- [What is required]:
Answer these questions about the College of the Smethwicks report:
(a) Which book is Andre Govia described as a big contributor to?
(b) What is said to keep the secca warm in his abode?
(c) What musical piece does the writer offer to render?

- [Page excerpt]:
******************************
# College of the Smethwicks : 2 visits in Feb 2013



## Mars Lander (Mar 1, 2013)

Didnt want last month to end on a sour note after the Bamber Bridge mill weekend, earlier in the month after our adventures with Perjury Saint darn sarfs, on way back home Ssshhh... and I thought we'd have a look at the Smethwick College and arranged to meet up with Luckypants near by it, we had good times but ran out of light so we planned another visit Andre Govia (big contributor of beauty in decay book 1) got wind and arranged to come along to with Odins Raven so of we trotted again it was another good day of 5 go ducking , diving , looling and secca dodging day 

We acted like photo tourists initilally as a guy was directly opposite our favoured point of entry and he was presently joined by a more world weary , beleagured looking gentleman, after a drawn out cig break, off they tootled but did walk past us and as they dissapeared, a quick turn round look back us. See ya.

++++++++++++++++++++++++ ACCESS ++++++++++++++++++++++ +++++++++++++

Once in the shelter of the college out of the body numbing cold we look to see the secca's crapavan abode complete with noisy generator keeping him warm , whilst the rush of being on a splore keeps us warm....ish 





Its a pretty good mooch , theres plenty to see and enough variety to make it a worthwhiler.





its only a few moments in when we see the 2 chappies again Andre gives a friendly clap on the back to the younger guy and we walk past, I feel I must add here, if you plan on visiting here and I do reccomend , i'd say numbers maybe important the younger guys older comrade looked decidely desperate to say the least and there was a certain air in the air of which we would learn later...

Out of the comprehensive school type bit which also houses the labs and that, we want to get to the nice domey skylight bit so on we go... to the nice tiley adjourned parts





Just before the dome the projector room and the noise of the generator doesn't get much louder from here...  no need to say anything more about that you get the picture





a rather nice set of stairs at the main event





I'll leave the epic gound floor full on dome shot for Luckypants to post later on.

From the upper floor of it





Making a cube out of it all





I suggest we make an album and with that we head for the studio...( I meant photo album)

Look at all them knobs....hey steady ...we not upto that bit yet





When you think that this is left to rot or be pissed on makes you think





in the one of the soundproofed rooms





My offer to render Beethovens opening trills to the 5th symphony is largely met with disinterest, if only my new fellow splorers knew, i can...not the rest tho.
******************************
- [Provided data]:
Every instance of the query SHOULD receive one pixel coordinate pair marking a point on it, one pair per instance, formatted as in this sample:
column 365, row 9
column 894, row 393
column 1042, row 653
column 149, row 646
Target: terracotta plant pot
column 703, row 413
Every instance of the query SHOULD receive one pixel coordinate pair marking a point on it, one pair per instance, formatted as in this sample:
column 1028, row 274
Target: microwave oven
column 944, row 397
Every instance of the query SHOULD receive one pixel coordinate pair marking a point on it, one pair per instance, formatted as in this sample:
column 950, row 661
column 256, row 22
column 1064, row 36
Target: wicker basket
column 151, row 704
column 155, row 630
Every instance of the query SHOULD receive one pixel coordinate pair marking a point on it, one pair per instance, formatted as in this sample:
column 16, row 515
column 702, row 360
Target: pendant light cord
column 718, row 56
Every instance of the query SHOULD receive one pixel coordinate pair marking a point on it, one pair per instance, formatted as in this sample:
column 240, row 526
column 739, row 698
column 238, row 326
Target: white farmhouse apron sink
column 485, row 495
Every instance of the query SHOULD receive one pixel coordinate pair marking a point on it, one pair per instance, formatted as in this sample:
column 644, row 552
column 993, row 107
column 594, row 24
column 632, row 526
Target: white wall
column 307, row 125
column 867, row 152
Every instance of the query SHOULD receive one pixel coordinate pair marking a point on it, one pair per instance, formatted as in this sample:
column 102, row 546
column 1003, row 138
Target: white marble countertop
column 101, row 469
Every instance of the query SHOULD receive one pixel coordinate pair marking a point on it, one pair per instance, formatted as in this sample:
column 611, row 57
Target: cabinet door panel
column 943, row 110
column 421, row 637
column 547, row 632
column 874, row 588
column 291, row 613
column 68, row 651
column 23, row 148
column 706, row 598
******************************
- [Exercise output]:
(a) Beauty in Decay book 1
(b) A noisy generator
(c) Beethoven's opening trills to the 5th symphony